• RECORD LIST:

◆ ◆ ◆ ◆ ◆ ◆ ◆

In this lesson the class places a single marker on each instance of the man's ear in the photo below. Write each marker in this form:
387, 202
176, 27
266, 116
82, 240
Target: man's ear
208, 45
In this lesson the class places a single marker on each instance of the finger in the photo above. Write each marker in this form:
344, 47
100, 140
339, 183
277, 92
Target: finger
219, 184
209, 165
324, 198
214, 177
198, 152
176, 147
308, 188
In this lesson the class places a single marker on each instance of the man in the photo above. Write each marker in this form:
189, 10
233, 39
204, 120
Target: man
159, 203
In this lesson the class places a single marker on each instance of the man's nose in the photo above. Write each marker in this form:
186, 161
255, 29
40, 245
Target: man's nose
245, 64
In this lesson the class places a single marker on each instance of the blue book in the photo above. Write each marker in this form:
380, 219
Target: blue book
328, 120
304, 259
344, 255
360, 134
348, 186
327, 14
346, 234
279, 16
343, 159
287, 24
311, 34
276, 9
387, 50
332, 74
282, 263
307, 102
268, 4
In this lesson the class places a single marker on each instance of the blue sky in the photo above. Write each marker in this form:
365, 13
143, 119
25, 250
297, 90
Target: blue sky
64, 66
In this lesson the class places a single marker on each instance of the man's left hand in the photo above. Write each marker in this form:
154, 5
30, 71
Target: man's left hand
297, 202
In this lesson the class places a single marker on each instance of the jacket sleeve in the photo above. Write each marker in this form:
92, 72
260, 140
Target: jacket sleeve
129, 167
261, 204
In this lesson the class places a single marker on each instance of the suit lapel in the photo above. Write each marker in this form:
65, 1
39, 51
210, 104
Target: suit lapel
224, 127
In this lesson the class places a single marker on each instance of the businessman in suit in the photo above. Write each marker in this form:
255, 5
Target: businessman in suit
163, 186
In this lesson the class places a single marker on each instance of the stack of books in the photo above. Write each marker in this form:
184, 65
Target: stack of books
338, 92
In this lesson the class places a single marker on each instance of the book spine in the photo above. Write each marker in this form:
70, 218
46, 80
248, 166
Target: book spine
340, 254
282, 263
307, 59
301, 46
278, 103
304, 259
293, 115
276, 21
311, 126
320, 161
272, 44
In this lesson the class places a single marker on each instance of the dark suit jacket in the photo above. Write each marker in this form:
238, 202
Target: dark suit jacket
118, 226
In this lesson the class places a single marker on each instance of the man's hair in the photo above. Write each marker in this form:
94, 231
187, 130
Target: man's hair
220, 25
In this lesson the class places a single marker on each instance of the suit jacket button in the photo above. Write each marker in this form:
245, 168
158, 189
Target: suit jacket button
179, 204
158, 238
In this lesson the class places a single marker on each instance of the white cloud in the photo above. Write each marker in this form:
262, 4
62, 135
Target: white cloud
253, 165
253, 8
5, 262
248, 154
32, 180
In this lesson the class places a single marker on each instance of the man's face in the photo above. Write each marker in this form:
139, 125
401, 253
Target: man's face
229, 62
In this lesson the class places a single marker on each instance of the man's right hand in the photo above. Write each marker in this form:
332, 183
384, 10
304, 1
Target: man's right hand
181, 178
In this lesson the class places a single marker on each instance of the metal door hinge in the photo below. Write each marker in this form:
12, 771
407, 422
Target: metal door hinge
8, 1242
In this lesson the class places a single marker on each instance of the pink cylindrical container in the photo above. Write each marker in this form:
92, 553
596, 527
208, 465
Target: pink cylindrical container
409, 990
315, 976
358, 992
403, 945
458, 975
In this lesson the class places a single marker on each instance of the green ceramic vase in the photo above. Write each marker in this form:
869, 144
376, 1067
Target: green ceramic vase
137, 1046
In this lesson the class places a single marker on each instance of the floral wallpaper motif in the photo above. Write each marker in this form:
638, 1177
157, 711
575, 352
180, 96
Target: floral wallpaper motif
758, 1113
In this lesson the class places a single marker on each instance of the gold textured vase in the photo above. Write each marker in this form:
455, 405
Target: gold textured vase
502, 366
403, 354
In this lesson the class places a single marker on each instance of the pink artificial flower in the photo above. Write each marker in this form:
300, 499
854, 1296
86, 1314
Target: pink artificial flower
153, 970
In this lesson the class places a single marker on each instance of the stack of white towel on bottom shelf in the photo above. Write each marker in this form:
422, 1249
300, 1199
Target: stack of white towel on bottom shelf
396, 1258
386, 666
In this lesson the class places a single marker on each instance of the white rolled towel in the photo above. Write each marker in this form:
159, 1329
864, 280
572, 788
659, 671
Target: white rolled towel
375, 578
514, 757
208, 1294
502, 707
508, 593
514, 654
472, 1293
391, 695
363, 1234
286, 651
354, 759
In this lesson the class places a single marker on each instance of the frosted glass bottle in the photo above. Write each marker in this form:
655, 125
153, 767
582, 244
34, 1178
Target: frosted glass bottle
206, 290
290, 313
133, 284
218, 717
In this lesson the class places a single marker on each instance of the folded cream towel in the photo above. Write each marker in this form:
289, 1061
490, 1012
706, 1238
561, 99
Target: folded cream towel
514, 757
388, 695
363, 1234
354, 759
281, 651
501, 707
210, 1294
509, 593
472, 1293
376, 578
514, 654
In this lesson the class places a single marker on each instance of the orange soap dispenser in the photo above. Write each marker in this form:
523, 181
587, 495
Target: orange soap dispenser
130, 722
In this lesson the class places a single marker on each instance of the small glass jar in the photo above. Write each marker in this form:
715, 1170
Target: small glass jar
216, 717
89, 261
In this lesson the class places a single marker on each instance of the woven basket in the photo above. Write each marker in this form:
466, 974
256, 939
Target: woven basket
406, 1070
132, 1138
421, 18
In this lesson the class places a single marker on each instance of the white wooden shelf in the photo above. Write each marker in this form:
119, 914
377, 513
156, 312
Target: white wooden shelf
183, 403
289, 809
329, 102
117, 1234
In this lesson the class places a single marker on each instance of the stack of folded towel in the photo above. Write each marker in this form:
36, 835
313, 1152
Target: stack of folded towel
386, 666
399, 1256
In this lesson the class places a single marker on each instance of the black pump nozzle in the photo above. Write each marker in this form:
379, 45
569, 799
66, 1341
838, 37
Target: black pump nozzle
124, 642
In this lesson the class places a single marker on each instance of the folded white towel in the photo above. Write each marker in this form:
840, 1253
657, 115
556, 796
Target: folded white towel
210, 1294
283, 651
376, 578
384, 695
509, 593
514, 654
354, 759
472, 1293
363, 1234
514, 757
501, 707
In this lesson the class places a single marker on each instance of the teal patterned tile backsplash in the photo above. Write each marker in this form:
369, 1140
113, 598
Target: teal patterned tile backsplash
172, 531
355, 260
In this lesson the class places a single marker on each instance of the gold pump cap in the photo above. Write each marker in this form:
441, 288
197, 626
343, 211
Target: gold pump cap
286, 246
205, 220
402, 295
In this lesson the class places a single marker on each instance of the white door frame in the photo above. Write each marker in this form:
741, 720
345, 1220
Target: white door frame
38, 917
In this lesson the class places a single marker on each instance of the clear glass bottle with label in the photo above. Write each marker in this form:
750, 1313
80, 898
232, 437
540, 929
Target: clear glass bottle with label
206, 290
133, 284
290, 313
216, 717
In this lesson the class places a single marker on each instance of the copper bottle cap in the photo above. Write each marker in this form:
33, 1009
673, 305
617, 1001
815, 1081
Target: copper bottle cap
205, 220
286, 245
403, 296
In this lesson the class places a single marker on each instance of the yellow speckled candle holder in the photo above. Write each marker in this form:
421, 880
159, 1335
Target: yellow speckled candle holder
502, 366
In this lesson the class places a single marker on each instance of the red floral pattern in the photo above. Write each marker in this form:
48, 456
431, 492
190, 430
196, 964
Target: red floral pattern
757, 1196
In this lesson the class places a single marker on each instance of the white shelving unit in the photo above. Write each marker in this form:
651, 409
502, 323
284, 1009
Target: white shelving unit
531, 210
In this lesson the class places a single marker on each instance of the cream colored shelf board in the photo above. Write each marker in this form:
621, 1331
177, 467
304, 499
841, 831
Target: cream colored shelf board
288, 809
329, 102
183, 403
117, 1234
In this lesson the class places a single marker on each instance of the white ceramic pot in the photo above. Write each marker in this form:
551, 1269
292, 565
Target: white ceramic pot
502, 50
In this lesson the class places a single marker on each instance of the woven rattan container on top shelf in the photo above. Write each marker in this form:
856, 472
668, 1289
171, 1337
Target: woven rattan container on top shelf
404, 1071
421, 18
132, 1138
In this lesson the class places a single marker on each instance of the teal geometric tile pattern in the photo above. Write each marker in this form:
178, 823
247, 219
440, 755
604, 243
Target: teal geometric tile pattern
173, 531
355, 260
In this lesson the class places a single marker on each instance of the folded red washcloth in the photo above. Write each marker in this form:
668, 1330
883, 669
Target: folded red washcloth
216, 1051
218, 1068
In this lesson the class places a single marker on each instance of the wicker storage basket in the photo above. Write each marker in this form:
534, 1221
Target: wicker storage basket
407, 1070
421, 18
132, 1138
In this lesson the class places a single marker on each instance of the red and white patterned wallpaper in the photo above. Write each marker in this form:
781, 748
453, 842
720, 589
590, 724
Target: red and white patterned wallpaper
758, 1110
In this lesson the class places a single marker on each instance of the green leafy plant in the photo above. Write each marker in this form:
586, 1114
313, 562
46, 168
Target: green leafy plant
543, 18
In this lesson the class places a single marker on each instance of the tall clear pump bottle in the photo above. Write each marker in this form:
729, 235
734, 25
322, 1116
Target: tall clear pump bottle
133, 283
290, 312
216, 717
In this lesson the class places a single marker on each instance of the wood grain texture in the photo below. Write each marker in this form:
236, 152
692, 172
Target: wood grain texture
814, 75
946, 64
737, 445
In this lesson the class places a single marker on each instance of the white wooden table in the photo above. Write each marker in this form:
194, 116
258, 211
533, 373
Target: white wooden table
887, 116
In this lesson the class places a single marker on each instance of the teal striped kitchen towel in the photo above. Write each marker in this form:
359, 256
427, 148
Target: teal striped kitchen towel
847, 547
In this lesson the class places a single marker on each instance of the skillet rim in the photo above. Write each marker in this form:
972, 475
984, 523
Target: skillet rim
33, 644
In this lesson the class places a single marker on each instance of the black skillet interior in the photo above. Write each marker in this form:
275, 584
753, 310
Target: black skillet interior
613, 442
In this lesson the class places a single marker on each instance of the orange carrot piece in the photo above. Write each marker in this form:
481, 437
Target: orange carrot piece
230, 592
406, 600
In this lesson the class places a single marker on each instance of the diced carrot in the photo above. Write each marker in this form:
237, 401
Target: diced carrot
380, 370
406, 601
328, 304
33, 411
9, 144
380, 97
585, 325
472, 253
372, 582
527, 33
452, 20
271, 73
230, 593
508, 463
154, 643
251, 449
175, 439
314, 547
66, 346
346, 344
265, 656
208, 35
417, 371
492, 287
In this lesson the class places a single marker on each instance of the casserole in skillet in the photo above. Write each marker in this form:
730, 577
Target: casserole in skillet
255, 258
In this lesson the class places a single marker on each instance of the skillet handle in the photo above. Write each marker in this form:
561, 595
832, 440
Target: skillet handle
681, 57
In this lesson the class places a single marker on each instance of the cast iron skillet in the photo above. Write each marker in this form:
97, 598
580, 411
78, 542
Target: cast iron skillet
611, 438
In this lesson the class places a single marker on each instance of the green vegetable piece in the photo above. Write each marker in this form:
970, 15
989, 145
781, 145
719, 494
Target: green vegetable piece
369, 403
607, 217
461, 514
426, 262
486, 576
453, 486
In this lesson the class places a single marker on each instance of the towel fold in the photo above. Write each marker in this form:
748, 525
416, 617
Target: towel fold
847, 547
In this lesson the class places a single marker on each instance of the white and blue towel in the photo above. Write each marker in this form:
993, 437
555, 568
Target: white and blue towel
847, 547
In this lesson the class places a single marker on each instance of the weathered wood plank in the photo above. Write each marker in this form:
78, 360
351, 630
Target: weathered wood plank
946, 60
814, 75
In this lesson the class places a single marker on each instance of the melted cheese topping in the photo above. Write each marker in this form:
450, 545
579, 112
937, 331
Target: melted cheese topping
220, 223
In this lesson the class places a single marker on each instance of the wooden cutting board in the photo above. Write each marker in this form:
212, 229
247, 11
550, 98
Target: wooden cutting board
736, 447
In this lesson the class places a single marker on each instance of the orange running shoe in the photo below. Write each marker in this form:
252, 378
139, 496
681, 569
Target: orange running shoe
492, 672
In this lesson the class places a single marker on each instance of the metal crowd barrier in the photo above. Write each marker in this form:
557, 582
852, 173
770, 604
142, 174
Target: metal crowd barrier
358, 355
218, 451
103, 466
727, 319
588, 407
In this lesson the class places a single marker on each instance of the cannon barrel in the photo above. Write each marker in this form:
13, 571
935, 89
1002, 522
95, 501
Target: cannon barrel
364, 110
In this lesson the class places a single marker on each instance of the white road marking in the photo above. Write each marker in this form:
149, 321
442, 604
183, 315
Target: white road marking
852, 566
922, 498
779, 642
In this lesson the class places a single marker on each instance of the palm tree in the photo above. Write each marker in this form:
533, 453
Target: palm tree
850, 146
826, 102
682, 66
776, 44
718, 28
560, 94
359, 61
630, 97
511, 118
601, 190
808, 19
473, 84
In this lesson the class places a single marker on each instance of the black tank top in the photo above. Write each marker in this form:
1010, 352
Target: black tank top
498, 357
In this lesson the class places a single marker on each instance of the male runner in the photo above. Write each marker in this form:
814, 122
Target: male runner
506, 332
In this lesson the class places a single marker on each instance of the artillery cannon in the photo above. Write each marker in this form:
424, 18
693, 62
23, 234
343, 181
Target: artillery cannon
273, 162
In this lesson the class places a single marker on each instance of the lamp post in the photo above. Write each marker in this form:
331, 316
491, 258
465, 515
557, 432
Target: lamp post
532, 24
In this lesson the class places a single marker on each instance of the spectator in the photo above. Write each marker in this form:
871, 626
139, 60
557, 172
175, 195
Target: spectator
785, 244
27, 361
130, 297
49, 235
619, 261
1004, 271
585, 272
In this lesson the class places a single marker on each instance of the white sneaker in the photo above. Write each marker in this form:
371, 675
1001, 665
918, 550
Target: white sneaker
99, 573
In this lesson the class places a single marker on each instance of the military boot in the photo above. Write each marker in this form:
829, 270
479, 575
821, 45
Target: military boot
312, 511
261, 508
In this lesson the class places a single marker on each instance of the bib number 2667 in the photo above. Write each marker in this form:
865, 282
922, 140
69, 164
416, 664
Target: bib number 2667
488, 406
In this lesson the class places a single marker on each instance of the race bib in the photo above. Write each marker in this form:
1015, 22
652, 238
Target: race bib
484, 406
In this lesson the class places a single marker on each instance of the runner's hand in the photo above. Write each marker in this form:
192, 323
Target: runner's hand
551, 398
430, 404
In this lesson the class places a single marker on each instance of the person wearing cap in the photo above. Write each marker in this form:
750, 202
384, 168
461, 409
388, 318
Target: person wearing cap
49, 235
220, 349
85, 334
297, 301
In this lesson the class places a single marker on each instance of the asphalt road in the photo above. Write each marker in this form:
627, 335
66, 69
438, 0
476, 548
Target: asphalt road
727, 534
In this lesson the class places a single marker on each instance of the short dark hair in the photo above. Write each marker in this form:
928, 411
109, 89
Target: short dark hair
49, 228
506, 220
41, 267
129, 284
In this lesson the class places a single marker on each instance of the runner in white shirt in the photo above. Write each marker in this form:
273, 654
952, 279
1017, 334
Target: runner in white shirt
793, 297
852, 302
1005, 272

◆ ◆ ◆ ◆ ◆ ◆ ◆

• BRIEF: Transcribe word for word the lines from the one holding "of the military" to the last line of the listing above, inclusive.

• SOLUTION:
In this lesson the class places a single marker on each instance of the military boot in the photo above. Write each marker in this form:
829, 270
479, 575
821, 45
Target: military boot
312, 511
261, 508
In this lesson the class places a single marker on each instance of the bib number 2667 in the photo above. Write each marker in this form:
865, 282
922, 140
69, 164
416, 664
Target: bib number 2667
488, 406
In this lesson the class places a single marker on each instance of the race bib in the photo above. Write each marker in this form:
1015, 22
652, 238
Target: race bib
484, 406
In this lesson the class places a single marker on each instance of the runner's hand in the photo above. Write each marker in this form:
192, 323
Target: runner's hand
551, 398
430, 404
In this lesson the class places a single marker on each instance of the person wearing cap in the photo above. Write each marker in this form:
750, 202
384, 168
461, 409
388, 318
Target: person wearing cap
49, 235
220, 349
85, 334
297, 301
In this lesson the class places a single marker on each instance of the asphalt road in the photo above. Write each marker in this form:
627, 335
66, 69
438, 0
476, 548
Target: asphalt road
727, 534
In this lesson the class places a single marker on each instance of the short dark hair in the photo above. Write each marker in this form:
928, 411
109, 89
Target: short dark hair
49, 228
506, 220
41, 267
129, 284
In this lesson the class places a single marker on each instance of the runner in white shirt in the photo above. Write each marker in this form:
273, 654
952, 279
1017, 334
Target: runner in white shirt
793, 297
852, 302
1005, 272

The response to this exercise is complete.